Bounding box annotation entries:
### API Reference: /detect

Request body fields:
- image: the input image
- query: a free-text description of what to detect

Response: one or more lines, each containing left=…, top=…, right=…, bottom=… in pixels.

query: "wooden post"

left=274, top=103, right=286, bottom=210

--

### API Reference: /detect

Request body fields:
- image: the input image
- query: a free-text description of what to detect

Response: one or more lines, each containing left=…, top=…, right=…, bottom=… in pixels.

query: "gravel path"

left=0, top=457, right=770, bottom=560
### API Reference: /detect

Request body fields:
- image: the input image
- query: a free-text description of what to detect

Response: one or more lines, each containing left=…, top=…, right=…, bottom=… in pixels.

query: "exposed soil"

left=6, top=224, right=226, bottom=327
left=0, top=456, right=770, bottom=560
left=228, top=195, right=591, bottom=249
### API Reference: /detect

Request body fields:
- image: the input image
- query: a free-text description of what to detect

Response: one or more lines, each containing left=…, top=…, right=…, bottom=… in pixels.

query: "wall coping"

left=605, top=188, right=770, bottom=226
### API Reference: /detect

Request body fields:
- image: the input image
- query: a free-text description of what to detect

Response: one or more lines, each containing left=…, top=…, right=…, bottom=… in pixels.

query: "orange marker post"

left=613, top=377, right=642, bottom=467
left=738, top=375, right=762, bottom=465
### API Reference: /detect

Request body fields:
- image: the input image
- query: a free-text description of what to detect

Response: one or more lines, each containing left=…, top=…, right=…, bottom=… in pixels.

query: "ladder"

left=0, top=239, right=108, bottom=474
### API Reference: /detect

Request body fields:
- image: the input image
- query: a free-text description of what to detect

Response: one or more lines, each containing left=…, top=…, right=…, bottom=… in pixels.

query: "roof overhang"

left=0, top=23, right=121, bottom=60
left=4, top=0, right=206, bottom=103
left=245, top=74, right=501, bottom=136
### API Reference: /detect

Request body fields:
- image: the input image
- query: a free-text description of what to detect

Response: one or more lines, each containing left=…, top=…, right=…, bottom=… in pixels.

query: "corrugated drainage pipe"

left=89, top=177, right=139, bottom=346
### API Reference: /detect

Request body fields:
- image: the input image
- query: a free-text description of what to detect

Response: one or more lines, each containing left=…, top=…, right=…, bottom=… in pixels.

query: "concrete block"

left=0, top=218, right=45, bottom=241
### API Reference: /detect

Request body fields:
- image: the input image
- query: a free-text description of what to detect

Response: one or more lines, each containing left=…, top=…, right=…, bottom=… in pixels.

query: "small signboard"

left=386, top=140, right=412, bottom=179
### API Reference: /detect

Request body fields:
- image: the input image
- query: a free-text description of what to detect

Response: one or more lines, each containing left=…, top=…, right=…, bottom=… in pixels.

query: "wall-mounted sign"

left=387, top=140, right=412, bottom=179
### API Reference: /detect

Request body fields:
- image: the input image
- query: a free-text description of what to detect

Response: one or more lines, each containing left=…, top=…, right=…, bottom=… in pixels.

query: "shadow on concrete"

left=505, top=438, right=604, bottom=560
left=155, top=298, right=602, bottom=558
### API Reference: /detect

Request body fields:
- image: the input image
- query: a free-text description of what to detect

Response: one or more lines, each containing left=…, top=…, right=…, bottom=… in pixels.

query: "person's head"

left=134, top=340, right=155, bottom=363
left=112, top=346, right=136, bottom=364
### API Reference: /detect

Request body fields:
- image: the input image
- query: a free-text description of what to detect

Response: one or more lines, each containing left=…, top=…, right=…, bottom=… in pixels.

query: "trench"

**Given request:** Find every line in the rows above that contains the word "post" and copy each of those lines. Case counts, so match the word only where its capitalization is the same.

**Response:**
query: "wooden post"
query: "orange marker post"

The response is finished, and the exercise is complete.